[EXCERTO CITADO]

Este trabalho foi unicamente possível devido a uma forte colaboração da Unidade de Angiogénese com o Serviço de Radioterapia do Hospital de Santa Maria (HSM). Ao falarmos deste Serviço personalizamo-lo na sua diretora, Prof. Doutora Isabel Monteiro Grillo, na Unidade de Física Médica e em toda a equipa técnica, reconhecendo que o empenho de todos tem sido crucial no sentido de assegurar rigor nos resultados obtidos.
É agora fundamental validá-los no Homem. Com este objetivo, estamos a analisar a expressão de importantes fatores angiogénicos em células endoteliais removidas de tecido de doentes com cancro de reto que tenham sido sujeitos a radioterapia pré-operatória, mediante consentimento informado dos mesmos. Três tipos de tecidos serão recolhidos no momento da cirurgia, de acordo com a dose a que foram expostos e, por meio de microscopia de microdissecção a laser, a nossa investigação centrar-se-á nas células endoteliais. Até ao momento em que as amostras chegam ao nosso laboratório, o trabalho prévio de vários colaboradores é indispensável e realço, no Serviço de Radioterapia, particularmente a Prof.ª Doutora Isabel Monteiro Grillo, Doutora Filomena Pina e Doutora Esmeralda Poli; no Serviço de Cirurgia, o Prof. Doutor Henrique Bicha Castelo e Doutor João Malaquias; e no Serviço de Anatomia Patológica a Doutora Madalena Ramos, Doutora Emília Vitorino e Pedro Rodrigues.

[/EXCERTO CITADO]
[MATERIAL FORNECIDO]

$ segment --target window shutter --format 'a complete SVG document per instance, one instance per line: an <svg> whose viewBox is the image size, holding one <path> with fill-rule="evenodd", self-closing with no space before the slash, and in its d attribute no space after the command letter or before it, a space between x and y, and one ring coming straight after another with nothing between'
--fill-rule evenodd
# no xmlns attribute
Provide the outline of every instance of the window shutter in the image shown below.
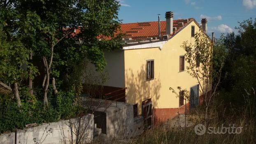
<svg viewBox="0 0 256 144"><path fill-rule="evenodd" d="M179 107L184 105L184 91L179 92Z"/></svg>
<svg viewBox="0 0 256 144"><path fill-rule="evenodd" d="M179 71L182 71L182 57L180 56L179 57Z"/></svg>
<svg viewBox="0 0 256 144"><path fill-rule="evenodd" d="M184 64L185 64L185 57L182 56L182 71L184 70Z"/></svg>
<svg viewBox="0 0 256 144"><path fill-rule="evenodd" d="M150 79L150 61L147 62L147 79Z"/></svg>
<svg viewBox="0 0 256 144"><path fill-rule="evenodd" d="M151 79L154 79L154 60L152 60L151 61Z"/></svg>

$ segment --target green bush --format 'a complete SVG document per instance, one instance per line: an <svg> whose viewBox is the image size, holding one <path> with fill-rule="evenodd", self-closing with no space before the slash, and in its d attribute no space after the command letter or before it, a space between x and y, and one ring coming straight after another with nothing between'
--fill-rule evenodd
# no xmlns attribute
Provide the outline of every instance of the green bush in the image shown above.
<svg viewBox="0 0 256 144"><path fill-rule="evenodd" d="M23 129L28 124L36 123L40 124L77 116L83 109L73 104L74 93L72 91L60 91L56 98L49 100L49 106L45 108L42 101L40 100L23 103L19 107L14 100L1 100L0 133L14 131L16 128Z"/></svg>

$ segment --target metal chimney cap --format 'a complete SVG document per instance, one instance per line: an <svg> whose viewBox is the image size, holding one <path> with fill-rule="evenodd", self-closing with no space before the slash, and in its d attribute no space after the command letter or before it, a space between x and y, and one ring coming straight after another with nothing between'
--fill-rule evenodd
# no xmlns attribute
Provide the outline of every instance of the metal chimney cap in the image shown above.
<svg viewBox="0 0 256 144"><path fill-rule="evenodd" d="M165 12L165 18L173 18L174 14L172 12Z"/></svg>
<svg viewBox="0 0 256 144"><path fill-rule="evenodd" d="M202 23L207 23L207 19L206 18L202 19L202 20L201 20L201 22Z"/></svg>

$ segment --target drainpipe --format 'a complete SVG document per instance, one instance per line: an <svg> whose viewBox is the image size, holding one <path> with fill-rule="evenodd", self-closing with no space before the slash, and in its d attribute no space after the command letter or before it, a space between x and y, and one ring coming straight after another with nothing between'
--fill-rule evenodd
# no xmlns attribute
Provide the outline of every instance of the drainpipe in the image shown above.
<svg viewBox="0 0 256 144"><path fill-rule="evenodd" d="M161 37L161 26L160 25L160 14L158 14L158 35L159 38Z"/></svg>

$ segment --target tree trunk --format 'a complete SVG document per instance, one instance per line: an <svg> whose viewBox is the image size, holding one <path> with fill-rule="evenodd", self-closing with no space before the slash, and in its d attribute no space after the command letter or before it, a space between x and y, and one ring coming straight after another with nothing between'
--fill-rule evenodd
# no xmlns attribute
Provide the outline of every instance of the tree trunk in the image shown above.
<svg viewBox="0 0 256 144"><path fill-rule="evenodd" d="M0 85L2 86L4 88L7 89L8 91L10 91L11 92L12 91L12 88L11 88L11 87L1 81L0 81Z"/></svg>
<svg viewBox="0 0 256 144"><path fill-rule="evenodd" d="M54 89L54 95L56 95L58 94L58 90L56 88L55 78L54 78L54 77L52 78L52 87Z"/></svg>
<svg viewBox="0 0 256 144"><path fill-rule="evenodd" d="M30 53L30 60L32 60L32 53ZM33 95L33 79L31 77L31 73L32 73L32 71L31 70L29 70L29 82L28 83L29 87L29 94L30 94L30 95Z"/></svg>
<svg viewBox="0 0 256 144"><path fill-rule="evenodd" d="M46 84L44 87L44 106L48 107L48 101L47 97L47 92L48 90L48 86L49 86L49 81L50 80L50 74L49 73L49 70L48 70L48 63L47 60L45 57L43 57L43 60L44 61L44 65L45 67L45 71L46 72L46 75L47 77L47 79L46 80Z"/></svg>
<svg viewBox="0 0 256 144"><path fill-rule="evenodd" d="M20 107L21 106L21 98L20 98L20 95L19 93L19 88L18 87L18 84L17 82L14 83L14 95L17 100L17 103L18 106Z"/></svg>

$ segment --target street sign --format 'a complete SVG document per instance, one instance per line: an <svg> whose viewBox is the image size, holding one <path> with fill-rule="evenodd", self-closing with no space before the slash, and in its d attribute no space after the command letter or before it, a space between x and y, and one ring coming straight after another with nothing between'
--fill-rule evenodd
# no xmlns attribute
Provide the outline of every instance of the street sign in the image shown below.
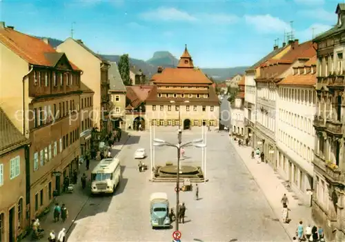
<svg viewBox="0 0 345 242"><path fill-rule="evenodd" d="M174 238L175 240L179 241L181 235L182 234L181 234L181 232L179 232L179 230L176 230L172 233L172 238Z"/></svg>

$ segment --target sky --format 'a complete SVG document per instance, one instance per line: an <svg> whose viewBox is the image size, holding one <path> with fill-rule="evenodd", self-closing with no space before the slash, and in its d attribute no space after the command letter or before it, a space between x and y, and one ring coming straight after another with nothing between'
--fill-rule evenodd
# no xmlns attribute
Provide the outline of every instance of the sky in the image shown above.
<svg viewBox="0 0 345 242"><path fill-rule="evenodd" d="M251 65L282 46L284 32L300 42L335 25L343 0L0 0L0 21L18 31L82 39L95 52L148 60L187 44L195 65ZM292 28L290 21L292 23Z"/></svg>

[/MATERIAL FORNECIDO]

CONJUNTO DE TAREFAS:
(A) Duplique o trecho do excerto sobre a colaboração com o Serviço de Radioterapia, começando em "Este trabalho foi" e terminando em "nos resultados obtidos.".
(B) De acordo com o excerto sobre a colaboração com o Serviço de Radioterapia, com que finalidade se analisa a expressão de fatores angiogénicos em células endoteliais de doentes com cancro de reto? Responda em uma a três frases.
(C) Prossiga o excerto sobre a colaboração com o Serviço de Radioterapia a partir da última frase apresentada.
A listagem não é necessária para realizar as tarefas.

RESPOSTAS POR TAREFA:
(A)
Este trabalho foi unicamente possível devido a uma forte colaboração da Unidade de Angiogénese com o Serviço de Radioterapia do Hospital de Santa Maria (HSM). Ao falarmos deste Serviço personalizamo-lo na sua diretora, Prof. Doutora Isabel Monteiro Grillo, na Unidade de Física Médica e em toda a equipa técnica, reconhecendo que o empenho de todos tem sido crucial no sentido de assegurar rigor nos resultados obtidos.

(B) A análise tem por objetivo validar no Homem os resultados já obtidos. O excerto considera essa validação agora fundamental.

(C)
Estamos certos de que os resultados que iremos obter no decurso deste projeto serão muitíssimo relevantes pois, pela primeira vez, será descrito o efeito das baixas doses de radiação ionizante, sempre presentes no decorrer da radioterapia, na vasculatura e no processo de angiogénese. Este conhecimento será de extrema importância para a oncologia médica, de forma a poder equacionar a relevância destas baixas doses na recidiva tumoral ou na metastização após radioterapia. O conhecimento dos mecanismos moleculares e celulares subjacentes permitirá ainda a otimização dos protocolos oncológicos.
Uma vez que demonstrámos que certas doses de radiação ionizante são pró-angiogénicas, é tambem nosso objetivo entender a sua contribuição em angiogénese terapêutica. Assim, desenvolvemos um modelo de isquémia de membro inferior em ratinho e o nosso objetivo é investigar se podemos propor a utilização de baixas doses como uma nova estratégia terapêutica para promover neovascularização em doença isquémica.
Como professora da Faculdade de Medicina da Universidade de Lisboa (FMUL) e diretora de uma Unidade de Investigação do IMM que colabora diariamente com Serviços Clínicos do HSM, reconheço que o Centro Académico de Medicina de Lisboa (CAML) é uma realidade e indispensável para fazer aquilo que fazemos, da forma como fazemos.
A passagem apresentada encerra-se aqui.